§ SELECTED PASSAGE
Skip to main content
Premium Trial:

Request an Annual Quote

Genotype Imputation From Array Data Can Approximate Sequencing in Some Cases, Study Finds

NEW YORK How well array-based genotyping followed by imputation can mimic whole-genome sequencing results depends on factors like reference panel, genotype array, sample ancestry, and where in the genome the variant is located, according to a new study.

While whole-genome sequencing has become cheaper and cheaper, it can still be too expensive to rely on for large studies, leading investigators to combine array-based genotyping with imputation. By comparing sample haplotypes to a reference panel of sequenced haplotypes, they can infer what variants a sample might have, even if they are not included on the genotyping array.

Researchers from the University of Michigan and elsewhere have now examined how well this approach reflects deep whole-genome sequencing. To do so, they compared imputation results with whole-genome sequencing data from four studies representing African American, Hispanic or Latino, and European American ancestry populations in the US and people of Finnish ancestry in Finland. As they reported in the American Journal of Human Genetics on Wednesday, the researchers found that in some situations, array-based genotyping followed by imputation can approximate whole-genome sequencing, but they cautioned the results should not be applied clinically.

"While array genotyping and imputation cannot fully replace deep WGS, we found that it can approximate WGS for variants down to specific [minor allele frequency] thresholds depending on genotype array and reference panel choices as well as sample ancestry," co-senior author Christian Fuchsberger from the Institute for Biomedicine in Italy and colleagues wrote in their paper.

For their analysis, the researchers used whole-genome sequencing data from the BioMe, InPSYght, METSIM, and MLOF cohorts. For each individual, they determined what their genotype would have been if generated by the Illumina Core, OmniExpress, or Omni 2.5M arrays, then carried out genotype imputation using a 1,000 Genomes Project panel, a panel from the Haplotype Reference Consortium, and a modified Trans-Omics for Precision Medicine (TOPMed) panel.

For all ancestries and imputation reference panels, the quality of imputation increased with larger array size, the researchers found. Overall, the densest array, Omni 2.5M, had the highest mean observed imputation, as well as both the highest number and portion of well-imputed variants.

(Stored entries)
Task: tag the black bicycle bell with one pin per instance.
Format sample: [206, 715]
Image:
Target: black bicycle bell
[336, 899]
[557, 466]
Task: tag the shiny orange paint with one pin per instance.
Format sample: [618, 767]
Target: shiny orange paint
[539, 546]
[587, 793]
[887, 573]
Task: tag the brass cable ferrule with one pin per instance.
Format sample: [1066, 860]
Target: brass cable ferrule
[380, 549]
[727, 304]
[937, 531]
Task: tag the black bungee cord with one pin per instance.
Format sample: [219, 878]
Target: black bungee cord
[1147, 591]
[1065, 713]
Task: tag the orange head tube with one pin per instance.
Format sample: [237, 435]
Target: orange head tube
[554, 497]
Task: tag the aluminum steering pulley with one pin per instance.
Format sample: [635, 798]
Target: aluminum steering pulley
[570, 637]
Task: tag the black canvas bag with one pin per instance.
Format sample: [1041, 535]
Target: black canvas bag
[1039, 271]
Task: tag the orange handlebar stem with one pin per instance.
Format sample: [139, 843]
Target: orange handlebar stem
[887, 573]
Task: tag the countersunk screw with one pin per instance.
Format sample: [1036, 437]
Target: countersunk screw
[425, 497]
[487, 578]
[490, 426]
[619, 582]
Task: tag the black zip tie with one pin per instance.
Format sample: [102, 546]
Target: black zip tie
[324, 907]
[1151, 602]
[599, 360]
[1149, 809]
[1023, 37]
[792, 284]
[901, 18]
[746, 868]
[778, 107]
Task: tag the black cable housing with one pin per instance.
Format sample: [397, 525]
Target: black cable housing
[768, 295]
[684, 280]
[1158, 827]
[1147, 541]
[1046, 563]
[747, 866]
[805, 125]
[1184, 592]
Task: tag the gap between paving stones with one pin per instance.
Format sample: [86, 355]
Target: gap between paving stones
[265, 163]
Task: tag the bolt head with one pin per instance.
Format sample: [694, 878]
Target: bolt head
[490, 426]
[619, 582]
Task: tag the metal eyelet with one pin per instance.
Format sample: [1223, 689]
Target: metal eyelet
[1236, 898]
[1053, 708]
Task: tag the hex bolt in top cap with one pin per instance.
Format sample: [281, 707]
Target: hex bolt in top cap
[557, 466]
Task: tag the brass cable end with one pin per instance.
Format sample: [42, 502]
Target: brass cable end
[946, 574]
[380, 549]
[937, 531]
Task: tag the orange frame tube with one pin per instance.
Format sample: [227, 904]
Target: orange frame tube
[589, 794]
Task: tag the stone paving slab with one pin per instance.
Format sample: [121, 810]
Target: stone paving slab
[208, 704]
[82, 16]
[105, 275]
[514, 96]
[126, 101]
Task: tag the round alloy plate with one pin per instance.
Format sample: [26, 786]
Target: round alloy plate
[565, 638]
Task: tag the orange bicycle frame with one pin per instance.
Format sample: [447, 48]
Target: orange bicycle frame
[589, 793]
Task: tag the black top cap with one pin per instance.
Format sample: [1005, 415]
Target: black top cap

§ TASK ITEM A
Transcribe the article on genotype imputation from "Genotype Imputation From" up to and including "a new study.".
§ TASK ITEM B
List the cohorts that supplied the whole-genome sequencing data used in the article on genotype imputation.
The data is not needed for this work.

§ EXPECTED OUTPUT A
Genotype Imputation From Array Data Can Approximate Sequencing in Some Cases, Study Finds

NEW YORK How well array-based genotyping followed by imputation can mimic whole-genome sequencing results depends on factors like reference panel, genotype array, sample ancestry, and where in the genome the variant is located, according to a new study.

§ EXPECTED OUTPUT B
BioMe, InPSYght, METSIM, MLOF